▶ _Requests_
1 – In the drill bit claims, how is at least one of the bearing segments mounted to the bit body according to claim 28?
2 – From the drill bit claims, echo the passage starting at "30. The drill" and ending at "in the bit body.".
3 – Translate this sentence from the drill bit claims into Spanish: "The drill bit of claim 18, wherein at least one of the bearing segments of the plurality is rotatably mounted to the bit body."

▶ _Document segment_

25. The drill bit of claim 19, wherein each superabrasive cutter
led by a bearing segment is carried on a preformed structure having
that segment formed thereon.
26. The drill bit of claim 18, wherein the bearing surfaces of at
least some of the bearing segments of the plurality protrude from
the bit body to at least two different heights.
27. The drill bit of claim 18, wherein the bearing surfaces of at
least some of the bearing segments of the plurality protrude from
the bit body to a first height and the bearing surfaces of at least
others of the bearing segments of the plurality protrude from the
bit body to a second, different height.
28. The drill bit of claim 18, wherein at least one of the bearing
segments of the plurality is pivotably mounted to the bit body.
29. The drill bit of claim 18, wherein at least one of the bearing
segments of the plurality is rotatably mounted to the bit body.
30. The drill bit of claim 18, wherein at least one of the bearing
segments of the plurality comprises a pad having a bearing surface
with an aperture opening thereinto extending from an internal
passage in the bit body.
31. The drill bit of claim 18, wherein at least some portions of
the bearing surfaces of at least some of the bearing segments of
the plurality are provided with wear-resistant structures.

▶ _Listed records_
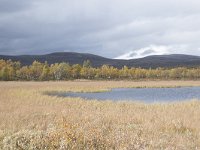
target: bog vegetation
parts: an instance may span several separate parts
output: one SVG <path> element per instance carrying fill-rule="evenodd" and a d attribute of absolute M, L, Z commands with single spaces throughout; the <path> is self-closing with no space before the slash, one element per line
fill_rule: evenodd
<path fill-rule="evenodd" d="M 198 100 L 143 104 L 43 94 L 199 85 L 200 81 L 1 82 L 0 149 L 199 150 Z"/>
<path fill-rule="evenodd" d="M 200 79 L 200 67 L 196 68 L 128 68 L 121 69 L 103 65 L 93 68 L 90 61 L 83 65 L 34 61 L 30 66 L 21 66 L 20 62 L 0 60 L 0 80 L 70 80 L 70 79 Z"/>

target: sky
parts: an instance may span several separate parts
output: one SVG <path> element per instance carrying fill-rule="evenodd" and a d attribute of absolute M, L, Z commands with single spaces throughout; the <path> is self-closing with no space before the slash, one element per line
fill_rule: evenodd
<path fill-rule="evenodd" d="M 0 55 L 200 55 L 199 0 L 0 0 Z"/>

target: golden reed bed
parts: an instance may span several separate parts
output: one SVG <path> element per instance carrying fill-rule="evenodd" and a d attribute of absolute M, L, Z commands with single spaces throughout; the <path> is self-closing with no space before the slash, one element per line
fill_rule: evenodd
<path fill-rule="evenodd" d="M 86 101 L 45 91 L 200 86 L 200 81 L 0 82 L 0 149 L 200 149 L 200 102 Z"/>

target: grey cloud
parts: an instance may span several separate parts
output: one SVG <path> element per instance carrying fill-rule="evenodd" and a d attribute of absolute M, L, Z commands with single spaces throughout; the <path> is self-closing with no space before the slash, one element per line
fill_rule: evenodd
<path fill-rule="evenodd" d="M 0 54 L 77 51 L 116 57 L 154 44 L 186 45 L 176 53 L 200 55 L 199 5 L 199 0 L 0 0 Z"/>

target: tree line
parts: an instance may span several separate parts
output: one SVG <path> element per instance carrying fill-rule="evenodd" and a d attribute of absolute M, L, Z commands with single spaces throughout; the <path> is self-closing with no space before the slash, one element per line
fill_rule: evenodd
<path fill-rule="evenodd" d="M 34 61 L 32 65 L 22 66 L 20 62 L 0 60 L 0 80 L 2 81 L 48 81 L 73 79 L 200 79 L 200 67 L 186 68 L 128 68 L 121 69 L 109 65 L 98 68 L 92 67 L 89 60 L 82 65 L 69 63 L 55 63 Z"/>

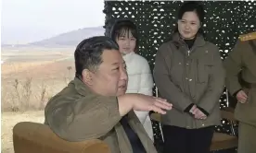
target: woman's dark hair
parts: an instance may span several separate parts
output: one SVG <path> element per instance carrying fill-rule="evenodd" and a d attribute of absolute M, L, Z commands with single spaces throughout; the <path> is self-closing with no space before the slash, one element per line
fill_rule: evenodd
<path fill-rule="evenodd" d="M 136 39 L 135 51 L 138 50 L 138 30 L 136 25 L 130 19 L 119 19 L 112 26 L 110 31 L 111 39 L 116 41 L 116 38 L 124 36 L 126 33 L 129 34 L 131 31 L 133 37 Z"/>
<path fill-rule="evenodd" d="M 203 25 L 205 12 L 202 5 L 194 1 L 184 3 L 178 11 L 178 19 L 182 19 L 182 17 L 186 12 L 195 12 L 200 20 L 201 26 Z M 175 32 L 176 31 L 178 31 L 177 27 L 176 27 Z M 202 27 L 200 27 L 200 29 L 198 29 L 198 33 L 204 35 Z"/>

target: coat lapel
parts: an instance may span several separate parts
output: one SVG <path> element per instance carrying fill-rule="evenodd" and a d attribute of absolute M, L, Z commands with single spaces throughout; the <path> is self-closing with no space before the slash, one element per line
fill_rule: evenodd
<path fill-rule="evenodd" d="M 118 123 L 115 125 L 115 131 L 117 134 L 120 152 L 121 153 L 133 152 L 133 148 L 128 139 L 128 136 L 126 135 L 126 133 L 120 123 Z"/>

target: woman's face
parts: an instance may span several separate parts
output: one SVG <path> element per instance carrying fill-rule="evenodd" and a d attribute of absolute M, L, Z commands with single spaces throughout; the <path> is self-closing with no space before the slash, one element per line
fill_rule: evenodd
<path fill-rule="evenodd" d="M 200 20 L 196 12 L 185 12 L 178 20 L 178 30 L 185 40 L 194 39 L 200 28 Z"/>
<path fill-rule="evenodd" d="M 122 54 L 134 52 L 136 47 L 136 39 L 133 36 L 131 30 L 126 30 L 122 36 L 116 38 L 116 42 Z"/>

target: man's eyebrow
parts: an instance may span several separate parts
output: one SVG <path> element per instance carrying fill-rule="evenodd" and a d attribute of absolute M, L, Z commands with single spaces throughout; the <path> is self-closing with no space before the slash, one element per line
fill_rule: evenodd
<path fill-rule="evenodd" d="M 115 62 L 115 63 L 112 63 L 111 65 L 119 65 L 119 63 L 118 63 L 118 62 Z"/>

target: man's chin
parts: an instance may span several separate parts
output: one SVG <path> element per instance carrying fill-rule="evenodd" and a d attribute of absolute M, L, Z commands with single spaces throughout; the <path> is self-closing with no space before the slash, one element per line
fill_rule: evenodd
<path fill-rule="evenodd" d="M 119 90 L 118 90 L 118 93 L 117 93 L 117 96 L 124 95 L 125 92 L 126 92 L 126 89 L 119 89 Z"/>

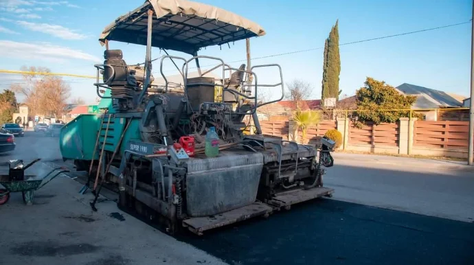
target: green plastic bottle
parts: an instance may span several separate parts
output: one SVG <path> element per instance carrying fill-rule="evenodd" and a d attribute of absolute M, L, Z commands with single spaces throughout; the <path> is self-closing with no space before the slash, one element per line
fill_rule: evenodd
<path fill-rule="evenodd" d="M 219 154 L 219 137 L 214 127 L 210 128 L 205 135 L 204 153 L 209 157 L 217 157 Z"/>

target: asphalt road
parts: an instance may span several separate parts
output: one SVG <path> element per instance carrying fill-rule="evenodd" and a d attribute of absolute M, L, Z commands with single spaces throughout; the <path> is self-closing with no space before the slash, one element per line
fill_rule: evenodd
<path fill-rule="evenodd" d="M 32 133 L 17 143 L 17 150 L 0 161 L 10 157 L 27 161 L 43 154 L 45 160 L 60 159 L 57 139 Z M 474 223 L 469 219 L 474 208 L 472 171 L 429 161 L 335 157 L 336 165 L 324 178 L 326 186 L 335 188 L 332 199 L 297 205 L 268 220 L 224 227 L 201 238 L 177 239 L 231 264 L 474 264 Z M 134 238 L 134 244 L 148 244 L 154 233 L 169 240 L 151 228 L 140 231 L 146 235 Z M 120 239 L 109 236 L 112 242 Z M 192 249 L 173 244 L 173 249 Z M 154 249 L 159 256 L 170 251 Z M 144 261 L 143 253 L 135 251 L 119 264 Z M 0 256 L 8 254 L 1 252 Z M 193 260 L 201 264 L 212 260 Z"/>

...

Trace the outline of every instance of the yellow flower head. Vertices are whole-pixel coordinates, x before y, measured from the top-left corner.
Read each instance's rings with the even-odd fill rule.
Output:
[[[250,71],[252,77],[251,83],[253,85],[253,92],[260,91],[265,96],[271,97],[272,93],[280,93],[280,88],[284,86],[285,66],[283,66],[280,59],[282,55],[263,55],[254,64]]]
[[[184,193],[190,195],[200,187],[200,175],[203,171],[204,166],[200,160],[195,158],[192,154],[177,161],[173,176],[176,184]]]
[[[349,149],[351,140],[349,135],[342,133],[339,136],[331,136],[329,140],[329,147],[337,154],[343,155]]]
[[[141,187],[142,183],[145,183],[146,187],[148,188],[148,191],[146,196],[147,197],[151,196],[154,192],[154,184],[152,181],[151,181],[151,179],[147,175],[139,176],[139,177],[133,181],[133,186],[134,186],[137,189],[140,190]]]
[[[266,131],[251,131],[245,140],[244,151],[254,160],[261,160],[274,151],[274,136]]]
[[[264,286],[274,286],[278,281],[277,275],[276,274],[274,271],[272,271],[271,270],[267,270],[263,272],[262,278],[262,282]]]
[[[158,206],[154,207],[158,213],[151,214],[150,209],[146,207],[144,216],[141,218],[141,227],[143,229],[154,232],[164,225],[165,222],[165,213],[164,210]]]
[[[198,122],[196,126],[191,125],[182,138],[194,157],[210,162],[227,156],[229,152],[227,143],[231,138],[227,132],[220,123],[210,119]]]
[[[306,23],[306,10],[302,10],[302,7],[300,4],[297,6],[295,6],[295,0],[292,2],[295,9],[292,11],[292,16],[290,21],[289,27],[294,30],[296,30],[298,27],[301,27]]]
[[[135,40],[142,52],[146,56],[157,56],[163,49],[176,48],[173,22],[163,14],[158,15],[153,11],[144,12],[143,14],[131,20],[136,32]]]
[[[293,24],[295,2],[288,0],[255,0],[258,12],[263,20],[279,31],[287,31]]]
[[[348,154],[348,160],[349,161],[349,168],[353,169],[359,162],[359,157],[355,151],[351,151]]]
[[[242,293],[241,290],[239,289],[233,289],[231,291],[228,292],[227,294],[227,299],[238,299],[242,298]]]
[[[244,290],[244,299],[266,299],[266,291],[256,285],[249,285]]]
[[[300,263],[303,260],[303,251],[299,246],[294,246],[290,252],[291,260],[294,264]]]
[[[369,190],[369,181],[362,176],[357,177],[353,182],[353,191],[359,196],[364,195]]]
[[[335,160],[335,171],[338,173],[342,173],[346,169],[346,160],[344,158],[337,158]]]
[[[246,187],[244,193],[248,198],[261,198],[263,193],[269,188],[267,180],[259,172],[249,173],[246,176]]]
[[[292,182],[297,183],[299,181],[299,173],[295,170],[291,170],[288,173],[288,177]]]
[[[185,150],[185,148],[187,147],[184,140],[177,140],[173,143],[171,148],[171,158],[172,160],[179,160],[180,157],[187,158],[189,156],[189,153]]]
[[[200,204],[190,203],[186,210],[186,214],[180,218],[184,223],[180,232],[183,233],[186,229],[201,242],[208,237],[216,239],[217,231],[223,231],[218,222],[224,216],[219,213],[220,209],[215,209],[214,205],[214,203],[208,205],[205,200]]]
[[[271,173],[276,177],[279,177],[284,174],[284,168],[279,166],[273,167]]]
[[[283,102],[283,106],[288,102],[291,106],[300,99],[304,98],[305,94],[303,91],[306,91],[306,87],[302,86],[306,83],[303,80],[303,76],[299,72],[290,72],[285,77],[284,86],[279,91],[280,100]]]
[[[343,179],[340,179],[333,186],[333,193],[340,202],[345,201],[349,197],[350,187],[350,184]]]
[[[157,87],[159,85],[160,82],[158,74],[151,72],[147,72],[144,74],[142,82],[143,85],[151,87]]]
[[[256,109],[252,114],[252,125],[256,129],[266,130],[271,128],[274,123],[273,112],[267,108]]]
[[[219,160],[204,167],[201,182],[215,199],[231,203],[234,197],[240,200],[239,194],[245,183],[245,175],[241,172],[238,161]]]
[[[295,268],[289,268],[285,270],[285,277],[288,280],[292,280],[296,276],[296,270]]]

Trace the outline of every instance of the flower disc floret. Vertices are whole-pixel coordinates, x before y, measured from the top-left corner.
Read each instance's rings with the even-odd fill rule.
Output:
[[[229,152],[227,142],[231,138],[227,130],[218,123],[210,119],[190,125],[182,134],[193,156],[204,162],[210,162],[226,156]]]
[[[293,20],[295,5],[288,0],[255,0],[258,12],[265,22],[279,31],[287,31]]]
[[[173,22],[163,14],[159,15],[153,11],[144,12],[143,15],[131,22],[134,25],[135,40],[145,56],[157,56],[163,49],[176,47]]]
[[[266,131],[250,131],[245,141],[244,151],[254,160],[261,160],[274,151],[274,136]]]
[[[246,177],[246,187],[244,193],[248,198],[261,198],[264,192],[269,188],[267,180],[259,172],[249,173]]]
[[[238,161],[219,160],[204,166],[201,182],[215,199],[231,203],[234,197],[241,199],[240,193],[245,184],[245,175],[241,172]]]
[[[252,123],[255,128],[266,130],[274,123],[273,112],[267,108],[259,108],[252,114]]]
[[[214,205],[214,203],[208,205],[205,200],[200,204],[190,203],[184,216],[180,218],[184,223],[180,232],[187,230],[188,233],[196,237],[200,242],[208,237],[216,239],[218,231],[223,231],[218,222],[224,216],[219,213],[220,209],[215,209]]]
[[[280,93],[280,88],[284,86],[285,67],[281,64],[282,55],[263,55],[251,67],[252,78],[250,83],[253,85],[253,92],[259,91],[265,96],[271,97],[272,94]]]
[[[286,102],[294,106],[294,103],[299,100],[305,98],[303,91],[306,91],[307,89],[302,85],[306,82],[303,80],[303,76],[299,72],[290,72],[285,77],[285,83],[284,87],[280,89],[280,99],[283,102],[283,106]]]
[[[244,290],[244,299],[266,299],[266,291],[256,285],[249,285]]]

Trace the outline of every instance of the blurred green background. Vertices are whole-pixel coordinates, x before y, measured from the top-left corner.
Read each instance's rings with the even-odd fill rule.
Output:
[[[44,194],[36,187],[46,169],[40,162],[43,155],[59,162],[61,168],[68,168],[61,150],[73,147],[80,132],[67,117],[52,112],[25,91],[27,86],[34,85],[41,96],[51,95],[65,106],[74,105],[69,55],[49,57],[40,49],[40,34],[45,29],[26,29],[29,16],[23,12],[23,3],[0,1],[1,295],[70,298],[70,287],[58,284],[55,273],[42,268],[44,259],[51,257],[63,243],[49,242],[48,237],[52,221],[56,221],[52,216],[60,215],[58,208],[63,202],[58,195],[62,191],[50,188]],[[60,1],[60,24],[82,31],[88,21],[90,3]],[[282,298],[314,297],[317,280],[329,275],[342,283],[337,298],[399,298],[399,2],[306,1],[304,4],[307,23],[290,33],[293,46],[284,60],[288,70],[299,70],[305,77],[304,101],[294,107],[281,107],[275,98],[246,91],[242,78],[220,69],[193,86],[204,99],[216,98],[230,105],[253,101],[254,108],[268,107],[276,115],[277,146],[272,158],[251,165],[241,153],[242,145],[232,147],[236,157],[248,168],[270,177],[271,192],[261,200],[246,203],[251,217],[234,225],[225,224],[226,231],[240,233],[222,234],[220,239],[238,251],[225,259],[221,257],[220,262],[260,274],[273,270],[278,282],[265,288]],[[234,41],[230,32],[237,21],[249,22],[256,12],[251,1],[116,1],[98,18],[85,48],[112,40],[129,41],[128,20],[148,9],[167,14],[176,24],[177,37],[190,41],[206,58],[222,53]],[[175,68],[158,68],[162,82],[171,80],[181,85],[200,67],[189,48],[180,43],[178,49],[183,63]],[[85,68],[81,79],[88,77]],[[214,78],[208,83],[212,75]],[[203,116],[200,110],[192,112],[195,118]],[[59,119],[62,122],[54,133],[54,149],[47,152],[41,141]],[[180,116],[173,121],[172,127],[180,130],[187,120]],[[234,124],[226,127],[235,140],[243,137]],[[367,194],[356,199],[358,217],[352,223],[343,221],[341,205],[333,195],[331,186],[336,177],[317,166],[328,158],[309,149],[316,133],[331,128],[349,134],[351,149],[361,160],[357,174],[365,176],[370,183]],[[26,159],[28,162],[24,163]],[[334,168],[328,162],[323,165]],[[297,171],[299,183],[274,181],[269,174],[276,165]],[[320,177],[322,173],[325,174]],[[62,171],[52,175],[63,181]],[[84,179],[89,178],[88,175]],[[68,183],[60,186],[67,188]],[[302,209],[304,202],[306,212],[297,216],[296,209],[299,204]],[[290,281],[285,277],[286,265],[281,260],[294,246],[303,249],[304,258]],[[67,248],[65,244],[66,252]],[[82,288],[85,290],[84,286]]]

* * *

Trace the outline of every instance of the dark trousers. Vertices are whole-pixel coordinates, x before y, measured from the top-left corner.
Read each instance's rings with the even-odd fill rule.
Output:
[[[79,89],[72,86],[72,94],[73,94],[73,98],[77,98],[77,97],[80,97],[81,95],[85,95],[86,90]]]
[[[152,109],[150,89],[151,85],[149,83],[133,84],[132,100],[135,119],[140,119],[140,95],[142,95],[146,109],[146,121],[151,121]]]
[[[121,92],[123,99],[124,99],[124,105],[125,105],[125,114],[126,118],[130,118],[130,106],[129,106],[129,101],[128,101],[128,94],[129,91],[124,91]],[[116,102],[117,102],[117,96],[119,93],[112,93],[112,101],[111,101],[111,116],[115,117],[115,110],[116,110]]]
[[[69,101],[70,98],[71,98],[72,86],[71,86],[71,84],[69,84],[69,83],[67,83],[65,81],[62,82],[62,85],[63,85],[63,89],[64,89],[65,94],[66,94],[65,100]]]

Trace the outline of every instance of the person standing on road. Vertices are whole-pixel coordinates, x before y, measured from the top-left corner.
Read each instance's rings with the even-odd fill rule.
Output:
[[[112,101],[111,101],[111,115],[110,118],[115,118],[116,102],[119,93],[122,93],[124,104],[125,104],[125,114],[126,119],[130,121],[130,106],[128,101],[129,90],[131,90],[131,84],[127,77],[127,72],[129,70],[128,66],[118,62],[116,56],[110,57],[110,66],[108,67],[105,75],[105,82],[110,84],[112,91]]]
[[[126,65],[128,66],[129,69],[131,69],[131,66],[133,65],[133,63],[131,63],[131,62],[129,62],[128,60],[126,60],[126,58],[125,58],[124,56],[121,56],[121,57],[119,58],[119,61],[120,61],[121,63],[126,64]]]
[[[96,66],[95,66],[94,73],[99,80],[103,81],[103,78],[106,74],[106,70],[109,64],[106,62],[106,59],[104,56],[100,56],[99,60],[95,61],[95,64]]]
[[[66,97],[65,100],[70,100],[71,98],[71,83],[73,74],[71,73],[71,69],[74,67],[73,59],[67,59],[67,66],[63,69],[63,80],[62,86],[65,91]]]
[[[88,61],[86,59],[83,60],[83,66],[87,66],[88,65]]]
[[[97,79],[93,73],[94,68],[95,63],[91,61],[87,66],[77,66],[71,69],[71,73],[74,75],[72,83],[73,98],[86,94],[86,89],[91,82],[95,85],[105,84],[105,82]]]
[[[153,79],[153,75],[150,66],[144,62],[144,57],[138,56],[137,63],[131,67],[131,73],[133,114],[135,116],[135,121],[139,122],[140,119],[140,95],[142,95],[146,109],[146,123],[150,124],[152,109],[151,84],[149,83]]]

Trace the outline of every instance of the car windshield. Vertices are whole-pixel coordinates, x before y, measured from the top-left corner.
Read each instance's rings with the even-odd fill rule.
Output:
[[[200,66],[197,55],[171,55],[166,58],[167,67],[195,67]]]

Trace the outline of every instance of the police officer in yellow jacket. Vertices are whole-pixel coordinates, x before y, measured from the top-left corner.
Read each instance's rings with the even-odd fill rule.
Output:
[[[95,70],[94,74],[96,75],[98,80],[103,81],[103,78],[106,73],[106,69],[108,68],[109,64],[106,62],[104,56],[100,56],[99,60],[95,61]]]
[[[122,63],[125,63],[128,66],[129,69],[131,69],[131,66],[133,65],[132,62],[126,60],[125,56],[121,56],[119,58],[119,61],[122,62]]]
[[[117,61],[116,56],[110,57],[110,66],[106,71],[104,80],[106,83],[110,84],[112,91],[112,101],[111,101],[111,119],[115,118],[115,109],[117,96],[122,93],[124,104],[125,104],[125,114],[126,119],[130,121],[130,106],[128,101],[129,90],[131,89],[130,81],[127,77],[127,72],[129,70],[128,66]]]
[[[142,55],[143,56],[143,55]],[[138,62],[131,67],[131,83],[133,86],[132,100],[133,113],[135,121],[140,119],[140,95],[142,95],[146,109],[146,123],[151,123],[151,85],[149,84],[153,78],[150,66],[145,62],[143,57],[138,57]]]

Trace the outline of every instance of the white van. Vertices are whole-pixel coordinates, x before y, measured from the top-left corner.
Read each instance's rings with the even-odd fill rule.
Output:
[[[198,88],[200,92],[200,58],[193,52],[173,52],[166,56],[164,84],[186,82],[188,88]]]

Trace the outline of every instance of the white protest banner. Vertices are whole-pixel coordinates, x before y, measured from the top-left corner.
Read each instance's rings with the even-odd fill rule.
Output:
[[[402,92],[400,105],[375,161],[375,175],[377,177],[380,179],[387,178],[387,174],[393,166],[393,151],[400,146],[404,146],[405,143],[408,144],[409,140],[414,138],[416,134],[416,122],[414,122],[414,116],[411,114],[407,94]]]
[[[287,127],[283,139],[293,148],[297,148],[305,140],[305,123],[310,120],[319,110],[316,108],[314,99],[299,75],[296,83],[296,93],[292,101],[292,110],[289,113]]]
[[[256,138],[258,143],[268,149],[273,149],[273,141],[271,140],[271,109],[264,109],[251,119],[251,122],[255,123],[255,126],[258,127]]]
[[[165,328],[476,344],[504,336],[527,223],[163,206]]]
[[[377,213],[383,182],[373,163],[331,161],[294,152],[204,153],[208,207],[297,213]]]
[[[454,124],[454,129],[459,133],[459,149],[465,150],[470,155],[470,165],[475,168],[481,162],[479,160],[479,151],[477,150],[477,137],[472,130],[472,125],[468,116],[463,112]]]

▶ _Expected results_
1 – It is pivotably mounted to the bit body.

2 –
30. The drill bit of claim 18, wherein at least one of the bearing
segments of the plurality comprises a pad having a bearing surface
with an aperture opening thereinto extending from an internal
passage in the bit body.

3 – La broca de perforación de la reivindicación 18, en la que al menos uno de los segmentos de apoyo de la pluralidad está montado de forma giratoria en el cuerpo de la broca.